***** SUPPLIED DATA

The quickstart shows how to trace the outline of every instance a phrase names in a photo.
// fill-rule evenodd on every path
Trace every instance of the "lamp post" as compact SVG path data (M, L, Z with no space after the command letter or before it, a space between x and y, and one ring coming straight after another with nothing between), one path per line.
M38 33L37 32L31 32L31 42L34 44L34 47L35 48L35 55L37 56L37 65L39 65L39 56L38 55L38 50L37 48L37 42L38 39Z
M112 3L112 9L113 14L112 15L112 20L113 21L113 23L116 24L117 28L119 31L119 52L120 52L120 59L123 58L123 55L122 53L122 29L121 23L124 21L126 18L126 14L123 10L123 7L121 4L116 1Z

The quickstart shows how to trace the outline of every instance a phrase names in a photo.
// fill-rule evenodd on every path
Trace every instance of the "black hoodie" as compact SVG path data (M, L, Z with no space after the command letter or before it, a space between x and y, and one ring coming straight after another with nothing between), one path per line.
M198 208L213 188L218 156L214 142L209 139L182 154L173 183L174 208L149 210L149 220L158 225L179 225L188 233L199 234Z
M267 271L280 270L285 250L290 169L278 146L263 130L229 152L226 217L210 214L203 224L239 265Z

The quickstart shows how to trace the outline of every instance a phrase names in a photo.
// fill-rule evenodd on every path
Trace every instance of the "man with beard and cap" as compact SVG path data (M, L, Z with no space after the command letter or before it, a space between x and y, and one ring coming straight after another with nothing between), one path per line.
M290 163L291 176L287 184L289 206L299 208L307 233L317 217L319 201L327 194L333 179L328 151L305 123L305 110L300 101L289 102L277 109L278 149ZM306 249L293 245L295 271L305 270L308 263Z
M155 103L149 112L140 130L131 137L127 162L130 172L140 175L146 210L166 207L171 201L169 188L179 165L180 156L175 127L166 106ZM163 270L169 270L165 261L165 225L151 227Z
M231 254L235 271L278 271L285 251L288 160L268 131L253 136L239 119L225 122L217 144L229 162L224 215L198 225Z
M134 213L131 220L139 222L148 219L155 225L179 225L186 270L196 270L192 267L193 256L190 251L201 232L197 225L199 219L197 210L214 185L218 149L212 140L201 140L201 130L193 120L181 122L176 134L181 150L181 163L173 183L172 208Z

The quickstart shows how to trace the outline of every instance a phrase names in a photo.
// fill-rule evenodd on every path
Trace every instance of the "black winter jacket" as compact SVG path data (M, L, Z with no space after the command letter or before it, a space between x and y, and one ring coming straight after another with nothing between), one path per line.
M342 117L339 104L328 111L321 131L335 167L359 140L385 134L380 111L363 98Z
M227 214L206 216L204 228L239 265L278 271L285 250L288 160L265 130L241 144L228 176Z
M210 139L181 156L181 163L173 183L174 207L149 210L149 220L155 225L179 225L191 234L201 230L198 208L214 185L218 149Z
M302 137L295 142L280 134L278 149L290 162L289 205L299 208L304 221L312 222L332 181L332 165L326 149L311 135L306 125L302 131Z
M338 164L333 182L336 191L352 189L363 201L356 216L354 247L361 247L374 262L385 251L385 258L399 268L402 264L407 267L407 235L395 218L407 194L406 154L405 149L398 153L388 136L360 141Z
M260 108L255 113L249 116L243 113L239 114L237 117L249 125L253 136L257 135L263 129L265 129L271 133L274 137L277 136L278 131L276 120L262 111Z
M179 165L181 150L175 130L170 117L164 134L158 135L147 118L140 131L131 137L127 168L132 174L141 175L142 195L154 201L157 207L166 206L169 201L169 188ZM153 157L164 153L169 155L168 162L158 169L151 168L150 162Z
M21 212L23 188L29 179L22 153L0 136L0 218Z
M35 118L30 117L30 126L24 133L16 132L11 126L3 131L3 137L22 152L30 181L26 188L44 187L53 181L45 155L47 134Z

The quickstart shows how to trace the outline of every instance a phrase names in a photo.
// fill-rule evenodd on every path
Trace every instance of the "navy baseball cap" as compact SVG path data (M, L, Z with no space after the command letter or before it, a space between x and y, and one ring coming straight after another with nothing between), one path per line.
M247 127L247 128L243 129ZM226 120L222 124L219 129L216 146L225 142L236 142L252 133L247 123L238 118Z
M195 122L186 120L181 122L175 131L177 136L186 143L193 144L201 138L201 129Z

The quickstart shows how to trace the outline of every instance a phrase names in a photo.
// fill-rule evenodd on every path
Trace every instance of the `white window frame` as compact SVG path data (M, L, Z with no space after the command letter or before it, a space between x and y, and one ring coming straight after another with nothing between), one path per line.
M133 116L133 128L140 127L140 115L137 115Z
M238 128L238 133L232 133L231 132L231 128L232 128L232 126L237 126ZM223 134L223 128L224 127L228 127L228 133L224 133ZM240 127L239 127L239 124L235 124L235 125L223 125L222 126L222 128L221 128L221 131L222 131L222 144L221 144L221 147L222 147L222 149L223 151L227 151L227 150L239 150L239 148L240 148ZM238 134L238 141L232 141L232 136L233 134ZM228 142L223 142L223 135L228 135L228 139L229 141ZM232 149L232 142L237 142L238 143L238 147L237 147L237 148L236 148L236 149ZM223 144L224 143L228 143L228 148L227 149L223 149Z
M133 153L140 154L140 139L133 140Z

**********

--- WHAT YOU SHOULD DO ---
Copy all of the entries above word for word.

--- SOLUTION FOR THIS TASK ---
The quickstart shows how to trace the outline of every instance a phrase names in a photo.
// fill-rule evenodd on every path
Trace every instance of the "lamp post" as compact SVG path data (M, L, Z with no space after the command letter or before it, a space between x and y, and one ring coming straight after another with nothing between), one path per line.
M38 33L37 32L31 32L31 42L34 44L34 47L35 48L35 55L37 56L37 65L39 65L39 56L38 55L38 50L37 48L37 42L38 39Z
M112 3L112 9L113 14L112 15L112 20L113 21L113 23L116 24L117 28L119 31L119 52L120 52L120 59L123 58L123 55L122 53L122 29L121 23L124 21L126 18L126 14L123 10L123 7L121 4L116 1Z

The quickstart shows how to trace the outline of every instance a phrase names in a photo.
// fill-rule evenodd on every path
Trace every instance of the "black hoodie" as compact SVG path data (M, L, Z with no space after the command letter or before it, a space between x and y, and one ring coming straight after another with nothing between), one path per line.
M198 208L213 188L218 156L214 142L209 139L182 154L173 183L174 208L149 210L149 220L158 225L179 225L188 233L199 234Z
M267 271L280 270L285 250L290 169L278 146L263 130L229 152L226 217L210 214L203 224L239 265Z

The quickstart shows how to trace the outline of every instance a phrase names in a photo.
// fill-rule evenodd on every path
Trace every instance of the "man with beard and cap" as compact SVG path data (M, L, Z with no space after the command letter or before it, a space between x and y, and one ring coming straight after another with nothing between), one path per line.
M290 163L291 176L287 184L289 206L299 208L307 233L317 217L319 201L327 194L333 179L328 151L305 123L305 110L300 101L289 102L277 109L278 149ZM306 249L293 245L295 271L305 270L308 263Z
M155 103L149 112L140 130L131 137L127 162L130 172L140 175L146 210L166 207L171 201L169 188L179 165L180 156L175 127L166 106ZM163 270L169 270L165 261L165 225L151 227Z
M231 254L235 271L278 271L285 251L288 160L268 131L253 136L239 119L225 122L217 144L229 162L224 215L198 225Z
M134 213L131 220L139 222L148 219L155 225L179 225L186 270L196 270L192 267L193 256L190 251L201 232L197 225L199 219L197 210L214 185L218 149L212 140L201 140L201 130L193 120L181 122L176 134L181 150L181 163L173 183L172 208Z

The quickstart shows how to trace the outline of every instance a phrase names in a photo.
// fill-rule evenodd on every path
Trace every instance of the "black winter jacket" as compact SVG path data (M, L, Z with no space after the command letter or before it, a space between x and y, and one ring coming straight after another with nothing between), one path per line.
M342 117L339 104L328 111L321 131L335 167L359 140L385 134L380 111L363 98Z
M227 214L206 216L204 228L239 265L278 271L285 250L288 160L265 130L241 144L228 176Z
M210 139L181 156L181 163L173 183L174 207L149 210L149 220L155 225L179 225L191 234L201 230L198 208L214 185L218 149Z
M302 137L295 142L280 134L278 149L290 162L289 205L299 208L304 221L312 222L332 181L332 165L326 149L311 135L306 125L302 131Z
M338 164L333 182L336 191L352 189L363 201L356 216L354 247L361 247L374 262L385 251L385 258L399 268L402 264L407 267L407 235L395 218L407 194L406 154L405 149L398 153L388 136L360 141Z
M260 108L255 113L249 116L243 113L239 114L237 117L249 125L253 136L257 135L263 129L265 129L271 133L274 137L277 136L278 131L276 120L262 111Z
M179 165L181 150L175 130L170 117L164 134L158 135L147 118L140 131L131 137L127 168L132 174L141 175L142 195L154 201L157 207L166 206L169 201L169 188ZM153 157L164 153L169 155L168 162L158 169L151 168L150 162Z
M21 212L23 188L29 179L22 153L0 136L0 218Z
M35 118L30 117L30 126L24 133L16 132L11 126L3 131L3 137L22 152L30 181L26 188L44 187L53 181L45 155L47 134Z

The quickstart shows how to trace the outline of every instance a phrase names in a photo.
// fill-rule evenodd on every path
Trace every instance of the "navy baseball cap" as compact SVG path data (M, L, Z with no space after the command letter or before it, a space between x and y, and one ring coming straight after another with nothing between), one path per line.
M247 127L247 128L243 129ZM226 120L222 124L219 129L216 146L225 142L236 142L252 133L247 123L238 118Z
M195 122L186 120L181 122L175 131L177 136L186 143L193 144L201 138L201 129Z

The quickstart shows how to trace the outline of every instance a phrase names in a photo.
// fill-rule evenodd on every path
Trace every instance of the `white window frame` as compact SVG path data (M, L, Z with no space after the command letter or before it, a space between x and y, and one ring coming straight after another with nothing between), one path per line.
M133 116L133 128L140 127L140 115L137 115Z
M238 128L238 133L232 133L231 132L231 128L232 128L232 126L237 126ZM223 134L223 128L224 127L228 127L228 133L224 133ZM240 127L239 127L239 124L235 124L235 125L223 125L222 126L222 128L221 128L221 131L222 131L222 144L221 144L221 147L222 147L222 149L223 151L227 151L227 150L239 150L239 148L240 148ZM238 134L238 141L232 141L232 136L233 134ZM228 142L223 142L223 135L228 135L228 139L229 141ZM232 149L232 142L237 142L238 143L238 147L237 147L237 148L236 148L236 149ZM223 144L224 143L228 143L228 148L227 149L223 149Z
M133 153L140 154L140 139L133 140Z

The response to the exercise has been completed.